• [DATASET EXCERPTS]:
-=-=-=-=-
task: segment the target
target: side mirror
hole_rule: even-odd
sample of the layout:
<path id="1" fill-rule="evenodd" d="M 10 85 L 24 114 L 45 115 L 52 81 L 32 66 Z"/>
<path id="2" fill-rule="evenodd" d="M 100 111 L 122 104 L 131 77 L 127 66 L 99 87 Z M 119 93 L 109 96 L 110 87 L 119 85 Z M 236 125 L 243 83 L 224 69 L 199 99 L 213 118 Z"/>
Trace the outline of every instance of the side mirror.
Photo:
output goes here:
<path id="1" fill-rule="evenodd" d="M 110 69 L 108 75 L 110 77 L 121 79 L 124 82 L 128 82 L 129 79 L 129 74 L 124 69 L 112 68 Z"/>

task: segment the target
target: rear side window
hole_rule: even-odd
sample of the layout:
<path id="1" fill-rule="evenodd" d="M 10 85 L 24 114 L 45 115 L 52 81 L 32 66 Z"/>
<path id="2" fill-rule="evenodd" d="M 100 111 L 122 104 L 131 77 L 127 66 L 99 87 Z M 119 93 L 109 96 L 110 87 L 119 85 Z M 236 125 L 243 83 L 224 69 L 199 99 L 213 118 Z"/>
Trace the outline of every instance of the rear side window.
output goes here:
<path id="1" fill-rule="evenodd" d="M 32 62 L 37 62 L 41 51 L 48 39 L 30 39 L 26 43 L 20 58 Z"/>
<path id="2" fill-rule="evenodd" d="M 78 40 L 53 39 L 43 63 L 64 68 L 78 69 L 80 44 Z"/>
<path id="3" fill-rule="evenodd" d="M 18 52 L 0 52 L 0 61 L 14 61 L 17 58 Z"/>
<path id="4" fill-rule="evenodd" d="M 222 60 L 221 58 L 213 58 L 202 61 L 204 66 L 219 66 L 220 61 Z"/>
-=-=-=-=-
• [YOUR OBJECTIVE]: Can you rewrite the entries above as a two-column CSV with the headers "prompt" and "response", one row per entry, putting each entry's text and its answer in a single quoted field and replacing line breaks with spaces?

• [TASK ANSWER]:
prompt,response
"task: segment the target target: side mirror hole_rule: even-odd sample of the layout: <path id=""1"" fill-rule=""evenodd"" d=""M 10 85 L 24 114 L 45 115 L 52 81 L 32 66 Z""/> <path id=""2"" fill-rule=""evenodd"" d=""M 100 111 L 122 104 L 131 77 L 127 66 L 99 87 Z M 119 93 L 109 96 L 110 87 L 119 85 Z M 236 125 L 243 83 L 224 69 L 199 99 L 213 118 Z""/> Trace the outline of every instance of the side mirror. Photo: output goes here:","<path id=""1"" fill-rule=""evenodd"" d=""M 110 69 L 108 75 L 110 77 L 121 79 L 124 82 L 128 82 L 129 79 L 129 74 L 124 69 L 112 68 Z""/>"
"task: segment the target target: rear side window hole_rule: even-odd sample of the layout: <path id=""1"" fill-rule=""evenodd"" d=""M 10 85 L 24 114 L 45 115 L 52 81 L 32 66 Z""/> <path id=""2"" fill-rule=""evenodd"" d=""M 100 111 L 122 104 L 131 77 L 127 66 L 99 87 Z M 119 93 L 109 96 L 110 87 L 119 85 Z M 236 125 L 243 83 L 224 69 L 199 99 L 213 118 Z""/> Trace the outline of every instance of the rear side window. output goes here:","<path id=""1"" fill-rule=""evenodd"" d=""M 32 62 L 37 62 L 41 51 L 48 39 L 30 39 L 26 43 L 20 58 Z""/> <path id=""2"" fill-rule=""evenodd"" d=""M 78 40 L 53 39 L 43 63 L 64 68 L 78 69 L 80 44 Z""/> <path id=""3"" fill-rule=""evenodd"" d=""M 18 52 L 0 52 L 0 61 L 14 61 L 17 58 Z""/> <path id=""4"" fill-rule=""evenodd"" d=""M 222 60 L 221 58 L 213 58 L 202 61 L 204 66 L 219 66 L 220 61 Z""/>"